Selected text: Begin

Shropshire Star

Ten Apollo 11 facts

TEN MOON MISSION FACTS

Published

1. Buzz Aldrin had hoped to be the first man to walk on the moon. However, the honour went to Neil Armstrong for reasons of both protocol and practicality – he was the mission commander, and also the way the hatch of the lunar module opened meant that Armstrong had to get out first.

2. Neil Armstrong was a civilian, and the highest paid astronaut, with a salary reported at the time as being over 27,000 dollars. Buzz Aldrin and Michael Collins were military.

3. Armstrong had nearly been killed on the Gemini 8 space mission in 1966 when a thruster stuck open, sending the spacecraft rotating crazily. He managed to regain control but the mission was abandoned.

4. As the lunar module came in to land, alarms went off because the computers were overloaded. After assessment, the alarms were ignored.

5. The lunar module was down to only about 20 seconds of fuel left after Armstrong had manoeuvred to find a safe site.

6. Nobody could be certain what would happen when the lunar module touched down. One astronomer, Thomas Gold, had predicted that the lander would be completely swallowed up by a surface of powdery moon dust.

Selected text: End

**What you have to do**
For each statement, say whether it agrees with the Apollo 11 facts, answering yes or no and quoting the deciding words: 1. Neil Armstrong was a civilian. 2. The landing alarms were ignored after assessment. 3. The Gemini 8 mission was completed as planned. The records that follow come from a different source than the Apollo 11 facts.

Given data: Begin

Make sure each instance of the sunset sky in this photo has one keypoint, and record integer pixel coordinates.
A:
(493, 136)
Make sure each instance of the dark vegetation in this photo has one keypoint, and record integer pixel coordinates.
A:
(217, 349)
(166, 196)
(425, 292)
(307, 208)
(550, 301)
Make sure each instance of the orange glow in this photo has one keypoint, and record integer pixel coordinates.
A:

Given data: End
Given data: Begin

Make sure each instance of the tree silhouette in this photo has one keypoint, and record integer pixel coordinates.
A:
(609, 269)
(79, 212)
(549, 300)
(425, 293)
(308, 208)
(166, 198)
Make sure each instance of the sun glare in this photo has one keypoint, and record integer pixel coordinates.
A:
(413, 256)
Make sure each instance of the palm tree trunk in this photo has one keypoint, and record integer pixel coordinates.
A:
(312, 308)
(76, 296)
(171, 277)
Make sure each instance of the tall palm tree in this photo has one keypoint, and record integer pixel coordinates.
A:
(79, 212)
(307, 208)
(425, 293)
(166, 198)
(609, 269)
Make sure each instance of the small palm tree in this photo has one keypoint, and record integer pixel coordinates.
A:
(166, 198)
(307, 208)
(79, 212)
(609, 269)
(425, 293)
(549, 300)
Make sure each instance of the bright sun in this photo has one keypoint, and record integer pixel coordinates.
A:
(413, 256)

Given data: End

**Solution to this task**
1. Yes: "Neil Armstrong was a civilian"
2. Yes: "After assessment, the alarms were ignored."
3. No: "the mission was abandoned"